──────── Dataset records
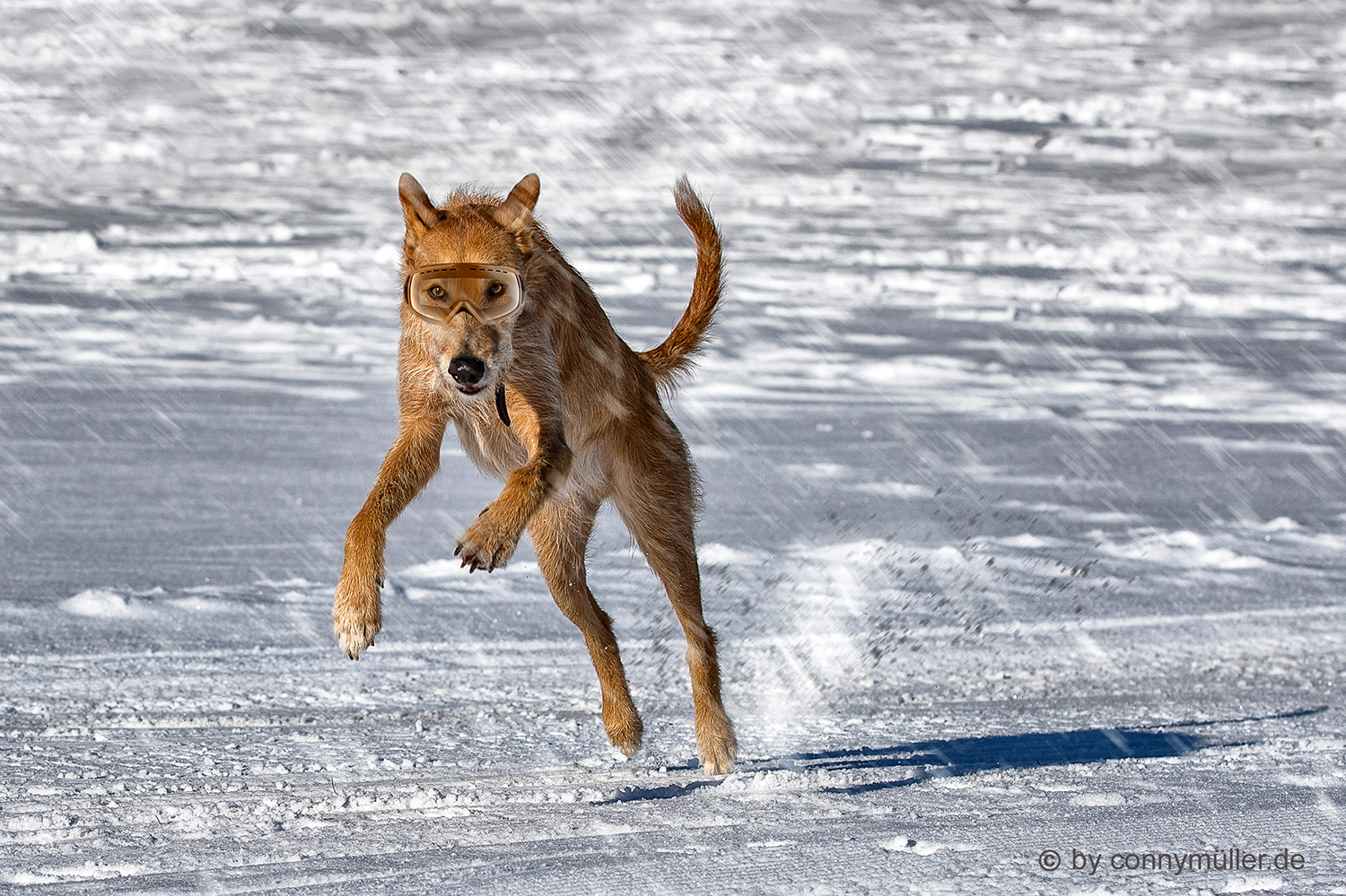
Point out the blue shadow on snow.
[605,707,1327,804]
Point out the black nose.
[449,355,486,387]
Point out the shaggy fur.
[333,174,738,775]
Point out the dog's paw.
[603,701,645,756]
[696,715,739,775]
[454,508,521,572]
[333,576,384,659]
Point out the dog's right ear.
[398,174,444,237]
[492,175,543,234]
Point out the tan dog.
[333,174,738,775]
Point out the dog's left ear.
[492,175,543,234]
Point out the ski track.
[0,0,1346,896]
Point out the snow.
[0,0,1346,896]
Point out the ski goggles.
[404,264,524,325]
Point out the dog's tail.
[637,175,724,387]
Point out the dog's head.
[398,174,540,396]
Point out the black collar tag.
[495,384,511,427]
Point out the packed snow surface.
[0,0,1346,896]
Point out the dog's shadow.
[605,707,1327,804]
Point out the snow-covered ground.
[0,0,1346,895]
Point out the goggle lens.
[406,264,524,323]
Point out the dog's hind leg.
[528,495,643,756]
[613,441,738,775]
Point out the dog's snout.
[449,355,486,387]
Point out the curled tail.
[637,175,724,387]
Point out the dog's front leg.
[333,417,446,659]
[454,395,572,572]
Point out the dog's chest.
[454,416,528,479]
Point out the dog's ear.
[492,175,543,234]
[398,174,444,236]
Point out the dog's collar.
[495,382,511,427]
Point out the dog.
[333,174,738,775]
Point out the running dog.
[333,174,738,775]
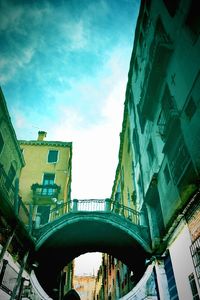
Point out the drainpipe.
[0,259,8,286]
[10,251,29,300]
[73,199,78,211]
[131,88,144,199]
[0,229,15,262]
[28,204,33,234]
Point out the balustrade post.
[10,252,29,300]
[139,210,147,226]
[0,259,8,286]
[105,198,111,211]
[0,229,15,262]
[73,199,78,211]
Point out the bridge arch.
[34,211,151,297]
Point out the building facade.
[94,253,134,300]
[108,0,200,299]
[0,89,35,300]
[19,131,72,226]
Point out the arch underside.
[34,214,151,297]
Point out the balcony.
[31,183,61,205]
[0,164,30,225]
[0,164,15,205]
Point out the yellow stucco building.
[19,131,72,225]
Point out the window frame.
[47,149,59,164]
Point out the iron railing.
[36,199,141,225]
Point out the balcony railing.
[31,183,61,204]
[0,164,15,205]
[35,199,143,229]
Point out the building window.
[185,0,200,36]
[170,137,191,184]
[37,205,51,225]
[163,0,180,17]
[185,97,197,120]
[164,253,179,300]
[0,132,4,153]
[5,164,16,189]
[147,140,154,165]
[48,150,58,163]
[188,273,199,300]
[42,173,55,196]
[163,165,170,184]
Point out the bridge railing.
[36,198,141,227]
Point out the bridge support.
[154,258,170,300]
[105,198,111,211]
[10,252,29,300]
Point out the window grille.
[48,150,58,163]
[190,237,200,286]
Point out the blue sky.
[0,0,139,275]
[0,0,139,199]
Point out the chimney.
[37,131,47,141]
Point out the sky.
[0,0,139,276]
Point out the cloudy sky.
[0,0,139,199]
[0,0,139,276]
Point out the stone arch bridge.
[31,199,151,297]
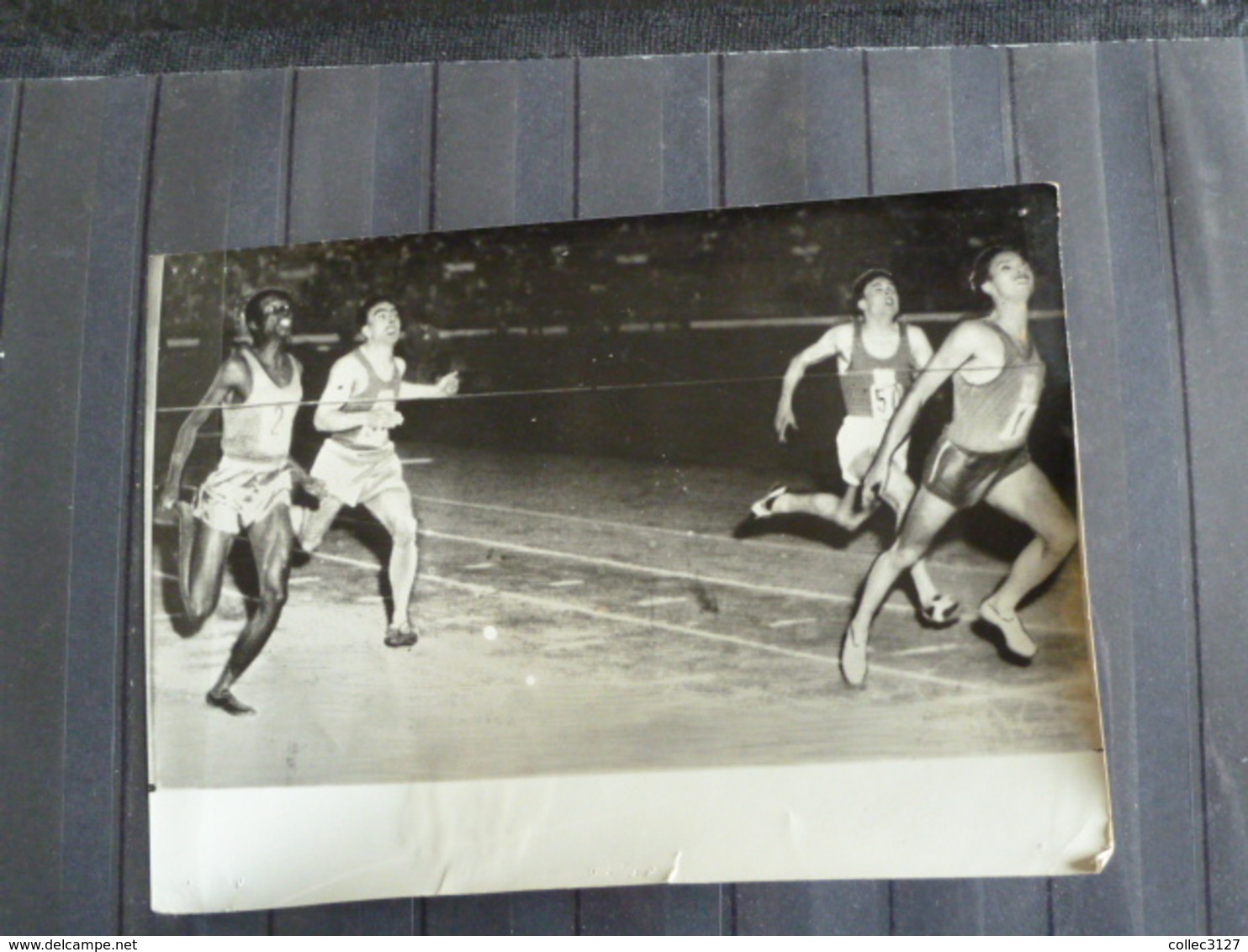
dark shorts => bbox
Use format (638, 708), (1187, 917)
(923, 436), (1031, 509)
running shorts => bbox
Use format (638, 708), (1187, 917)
(923, 433), (1031, 509)
(311, 439), (410, 505)
(836, 415), (910, 485)
(193, 457), (292, 534)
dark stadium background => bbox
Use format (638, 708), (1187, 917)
(155, 186), (1073, 501)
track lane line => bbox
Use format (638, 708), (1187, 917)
(313, 553), (1017, 694)
(413, 495), (1005, 575)
(420, 529), (1078, 635)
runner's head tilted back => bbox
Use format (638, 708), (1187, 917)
(970, 245), (1036, 307)
(242, 288), (294, 348)
(854, 268), (901, 320)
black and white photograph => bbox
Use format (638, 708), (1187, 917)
(147, 185), (1112, 907)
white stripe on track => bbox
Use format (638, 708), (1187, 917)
(313, 553), (987, 691)
(423, 529), (1077, 635)
(413, 495), (1005, 575)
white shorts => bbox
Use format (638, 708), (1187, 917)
(836, 417), (910, 485)
(193, 457), (292, 534)
(311, 439), (410, 514)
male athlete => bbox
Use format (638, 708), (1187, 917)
(750, 268), (959, 625)
(841, 246), (1078, 686)
(160, 289), (323, 715)
(299, 297), (459, 648)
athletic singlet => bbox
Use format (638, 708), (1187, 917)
(331, 348), (402, 449)
(840, 320), (915, 423)
(949, 320), (1044, 453)
(221, 346), (304, 463)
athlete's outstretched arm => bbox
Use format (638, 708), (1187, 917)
(158, 354), (251, 509)
(862, 325), (980, 499)
(775, 325), (843, 443)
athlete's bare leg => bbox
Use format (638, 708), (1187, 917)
(207, 505), (294, 714)
(980, 463), (1080, 658)
(364, 489), (420, 644)
(292, 495), (343, 552)
(841, 491), (957, 686)
(177, 501), (235, 632)
(769, 485), (876, 533)
(881, 463), (952, 608)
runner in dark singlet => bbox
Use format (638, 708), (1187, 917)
(158, 291), (323, 714)
(750, 268), (959, 625)
(841, 246), (1078, 686)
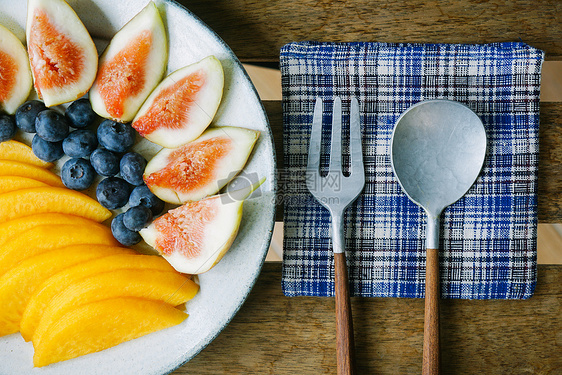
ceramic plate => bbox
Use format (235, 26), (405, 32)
(0, 0), (275, 375)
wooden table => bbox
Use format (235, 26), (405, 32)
(175, 0), (562, 375)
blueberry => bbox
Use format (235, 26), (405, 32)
(111, 214), (142, 246)
(123, 206), (152, 232)
(119, 152), (146, 186)
(61, 158), (96, 190)
(62, 129), (98, 158)
(90, 148), (119, 177)
(98, 120), (136, 152)
(96, 177), (131, 210)
(35, 109), (69, 142)
(16, 100), (47, 133)
(64, 99), (97, 129)
(129, 185), (164, 216)
(0, 115), (18, 142)
(31, 134), (64, 163)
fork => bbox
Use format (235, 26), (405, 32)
(306, 97), (365, 375)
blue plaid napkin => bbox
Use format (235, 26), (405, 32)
(280, 42), (544, 299)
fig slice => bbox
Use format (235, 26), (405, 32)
(89, 2), (168, 122)
(144, 126), (259, 204)
(139, 178), (265, 274)
(26, 0), (98, 107)
(133, 56), (224, 148)
(0, 25), (32, 115)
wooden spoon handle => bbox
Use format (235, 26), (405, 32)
(422, 249), (440, 375)
(334, 253), (355, 375)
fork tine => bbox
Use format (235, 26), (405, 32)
(329, 96), (341, 172)
(306, 97), (322, 178)
(349, 98), (365, 175)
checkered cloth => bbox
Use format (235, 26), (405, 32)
(280, 42), (544, 299)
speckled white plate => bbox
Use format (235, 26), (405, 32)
(0, 0), (275, 375)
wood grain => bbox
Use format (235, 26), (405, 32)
(175, 0), (562, 62)
(175, 263), (562, 375)
(264, 101), (562, 223)
(422, 249), (441, 375)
────────────────
__Description of the task__
Put each line of the data above into a Markdown table with the columns Row and Text, numbering the rows in order and skipping blank lines. Leave the pictures out.

__Response below__
| Row | Text |
|---|---|
| 1 | Point out the blue shadow on snow. |
| 2 | [605,707,1327,804] |
| 3 | Point out the black nose. |
| 4 | [449,355,486,387] |
| 5 | Point out the shaggy fur. |
| 6 | [333,174,738,775] |
| 7 | Point out the dog's paw. |
| 8 | [603,701,645,756] |
| 9 | [696,715,739,775] |
| 10 | [454,508,521,572] |
| 11 | [333,576,384,659] |
| 12 | Point out the dog's right ear. |
| 13 | [398,174,444,237] |
| 14 | [492,175,543,234] |
| 15 | Point out the tan dog. |
| 16 | [333,174,738,775] |
| 17 | Point out the dog's left ear. |
| 18 | [492,175,543,234] |
| 19 | Point out the ski track. |
| 20 | [0,0,1346,896] |
| 21 | Point out the snow. |
| 22 | [0,0,1346,896] |
| 23 | Point out the ski goggles. |
| 24 | [404,264,524,325] |
| 25 | Point out the dog's tail. |
| 26 | [637,175,724,387] |
| 27 | Point out the dog's head. |
| 28 | [398,174,540,396] |
| 29 | Point out the black collar tag. |
| 30 | [495,384,511,427] |
| 31 | Point out the packed snow surface. |
| 32 | [0,0,1346,896] |
| 33 | Point out the dog's shadow. |
| 34 | [605,707,1327,804] |
| 35 | Point out the snow-covered ground. |
| 36 | [0,0,1346,895] |
| 37 | Point out the goggle lens. |
| 38 | [406,264,524,323] |
| 39 | Point out the dog's hind leg. |
| 40 | [528,495,643,756] |
| 41 | [613,441,738,775] |
| 42 | Point out the dog's snout. |
| 43 | [449,355,486,387] |
| 44 | Point out the curled tail. |
| 45 | [637,175,724,387] |
| 46 | Point out the dog's front leg. |
| 47 | [333,417,446,659] |
| 48 | [454,395,572,572] |
| 49 | Point out the dog's chest. |
| 50 | [454,416,528,479] |
| 51 | Point out the dog's ear. |
| 52 | [492,175,543,234] |
| 53 | [398,174,444,236] |
| 54 | Point out the dog's collar. |
| 55 | [495,382,511,427] |
| 56 | Point out the dog. |
| 57 | [333,174,738,775] |
| 58 | Point out the running dog. |
| 59 | [333,174,738,775] |
| 60 | Point out the drainpipe. |
| 61 | [0,259,8,286] |
| 62 | [10,251,29,300] |
| 63 | [73,199,78,211] |
| 64 | [131,88,144,199] |
| 65 | [0,229,15,262] |
| 66 | [28,204,33,234] |
| 67 | Point out the balustrade post. |
| 68 | [10,252,29,300] |
| 69 | [139,210,147,226] |
| 70 | [0,259,8,286] |
| 71 | [105,198,111,211] |
| 72 | [0,229,15,262] |
| 73 | [73,199,78,211] |
| 74 | Point out the bridge arch. |
| 75 | [34,211,151,297] |
| 76 | Point out the building facade. |
| 77 | [94,253,134,300] |
| 78 | [108,0,200,299] |
| 79 | [0,89,35,300] |
| 80 | [19,131,72,226] |
| 81 | Point out the arch underside. |
| 82 | [34,214,151,297] |
| 83 | Point out the balcony. |
| 84 | [31,183,61,205] |
| 85 | [0,164,30,225] |
| 86 | [0,164,15,205] |
| 87 | Point out the yellow stucco building. |
| 88 | [19,131,72,225] |
| 89 | Point out the window frame. |
| 90 | [47,149,59,164] |
| 91 | Point out the iron railing. |
| 92 | [36,199,141,225] |
| 93 | Point out the balcony railing. |
| 94 | [31,183,61,204] |
| 95 | [0,164,15,205] |
| 96 | [35,199,143,229] |
| 97 | Point out the building window. |
| 98 | [185,0,200,36] |
| 99 | [170,137,191,184] |
| 100 | [37,205,51,225] |
| 101 | [163,0,180,17] |
| 102 | [185,97,197,120] |
| 103 | [164,253,179,300] |
| 104 | [0,132,4,153] |
| 105 | [5,164,16,189] |
| 106 | [147,140,154,165] |
| 107 | [48,150,58,163] |
| 108 | [188,273,199,300] |
| 109 | [42,173,55,196] |
| 110 | [163,165,170,184] |
| 111 | Point out the bridge railing. |
| 112 | [36,198,141,227] |
| 113 | Point out the bridge support. |
| 114 | [154,258,170,300] |
| 115 | [105,198,111,211] |
| 116 | [10,252,29,300] |
| 117 | Point out the window grille. |
| 118 | [48,150,58,163] |
| 119 | [190,237,200,286] |
| 120 | Point out the blue sky. |
| 121 | [0,0,139,275] |
| 122 | [0,0,139,199] |
| 123 | Point out the chimney. |
| 124 | [37,131,47,141] |
| 125 | Point out the sky. |
| 126 | [0,0,139,276] |
| 127 | Point out the cloudy sky. |
| 128 | [0,0,139,199] |
| 129 | [0,0,139,276] |
| 130 | Point out the stone arch bridge. |
| 131 | [31,199,151,297] |
| 132 | dark shorts => bbox |
| 133 | Use format (638, 708), (1187, 917) |
| 134 | (923, 436), (1031, 509) |
| 135 | running shorts => bbox |
| 136 | Use format (638, 708), (1187, 917) |
| 137 | (923, 433), (1031, 509) |
| 138 | (311, 439), (410, 505) |
| 139 | (836, 415), (910, 485) |
| 140 | (193, 457), (292, 534) |
| 141 | dark stadium background => bbox |
| 142 | Use format (638, 708), (1187, 917) |
| 143 | (155, 186), (1073, 501) |
| 144 | track lane line => bbox |
| 145 | Use format (638, 708), (1187, 917) |
| 146 | (313, 553), (1017, 694) |
| 147 | (413, 495), (1005, 575) |
| 148 | (420, 529), (1078, 635) |
| 149 | runner's head tilted back => bbox |
| 150 | Use format (638, 708), (1187, 917) |
| 151 | (970, 245), (1036, 307) |
| 152 | (242, 288), (294, 348) |
| 153 | (854, 268), (901, 320) |
| 154 | black and white photograph => bbox |
| 155 | Use format (638, 708), (1187, 917) |
| 156 | (147, 185), (1112, 907) |
| 157 | white stripe on track => bbox |
| 158 | Use format (638, 708), (1187, 917) |
| 159 | (313, 553), (987, 691) |
| 160 | (423, 529), (1077, 635) |
| 161 | (413, 495), (1005, 575) |
| 162 | white shorts => bbox |
| 163 | Use format (638, 708), (1187, 917) |
| 164 | (836, 417), (910, 485) |
| 165 | (193, 457), (292, 534) |
| 166 | (311, 439), (410, 514) |
| 167 | male athlete => bbox |
| 168 | Use format (638, 708), (1187, 917) |
| 169 | (750, 268), (959, 625) |
| 170 | (841, 246), (1078, 686) |
| 171 | (160, 289), (323, 715) |
| 172 | (299, 297), (459, 648) |
| 173 | athletic singlet => bbox |
| 174 | Use format (638, 708), (1187, 917) |
| 175 | (331, 348), (402, 449) |
| 176 | (840, 320), (915, 423) |
| 177 | (949, 320), (1044, 453) |
| 178 | (221, 346), (304, 463) |
| 179 | athlete's outstretched arm => bbox |
| 180 | Use format (638, 708), (1187, 917) |
| 181 | (158, 354), (251, 509) |
| 182 | (862, 325), (980, 499) |
| 183 | (775, 325), (843, 443) |
| 184 | athlete's bare leg => bbox |
| 185 | Use format (638, 708), (1187, 917) |
| 186 | (207, 505), (294, 714) |
| 187 | (980, 463), (1080, 658) |
| 188 | (364, 489), (420, 644) |
| 189 | (292, 495), (343, 552) |
| 190 | (841, 491), (957, 686) |
| 191 | (177, 501), (235, 632) |
| 192 | (769, 485), (876, 533) |
| 193 | (881, 463), (952, 608) |
| 194 | runner in dark singlet => bbox |
| 195 | Use format (638, 708), (1187, 917) |
| 196 | (158, 291), (323, 714) |
| 197 | (750, 268), (959, 625) |
| 198 | (841, 246), (1078, 686) |
| 199 | ceramic plate => bbox |
| 200 | Use format (235, 26), (405, 32) |
| 201 | (0, 0), (275, 375) |
| 202 | wooden table => bbox |
| 203 | Use format (235, 26), (405, 32) |
| 204 | (175, 0), (562, 375) |
| 205 | blueberry => bbox |
| 206 | Use format (235, 26), (405, 32) |
| 207 | (111, 214), (142, 246) |
| 208 | (123, 206), (152, 232) |
| 209 | (119, 152), (146, 186) |
| 210 | (61, 158), (96, 190) |
| 211 | (62, 129), (98, 158) |
| 212 | (90, 148), (119, 177) |
| 213 | (98, 120), (136, 152) |
| 214 | (96, 177), (131, 210) |
| 215 | (35, 109), (69, 142) |
| 216 | (16, 100), (47, 133) |
| 217 | (64, 99), (97, 129) |
| 218 | (129, 185), (164, 216) |
| 219 | (0, 115), (18, 142) |
| 220 | (31, 134), (64, 163) |
| 221 | fork => bbox |
| 222 | Use format (235, 26), (405, 32) |
| 223 | (306, 97), (365, 375) |
| 224 | blue plaid napkin => bbox |
| 225 | Use format (235, 26), (405, 32) |
| 226 | (280, 42), (544, 299) |
| 227 | fig slice => bbox |
| 228 | Use format (235, 26), (405, 32) |
| 229 | (89, 2), (168, 122) |
| 230 | (144, 126), (259, 204) |
| 231 | (139, 178), (265, 274) |
| 232 | (26, 0), (98, 107) |
| 233 | (133, 56), (224, 148) |
| 234 | (0, 25), (32, 115) |
| 235 | wooden spoon handle => bbox |
| 236 | Use format (235, 26), (405, 32) |
| 237 | (422, 249), (440, 375) |
| 238 | (334, 253), (355, 375) |
| 239 | fork tine => bbox |
| 240 | Use format (235, 26), (405, 32) |
| 241 | (329, 96), (341, 172) |
| 242 | (306, 97), (322, 178) |
| 243 | (349, 98), (365, 175) |
| 244 | checkered cloth => bbox |
| 245 | Use format (235, 26), (405, 32) |
| 246 | (280, 42), (544, 299) |
| 247 | speckled white plate => bbox |
| 248 | Use format (235, 26), (405, 32) |
| 249 | (0, 0), (275, 375) |
| 250 | wood grain => bbox |
| 251 | Use format (235, 26), (405, 32) |
| 252 | (175, 0), (562, 62) |
| 253 | (175, 263), (562, 375) |
| 254 | (264, 101), (562, 223) |
| 255 | (422, 249), (441, 375) |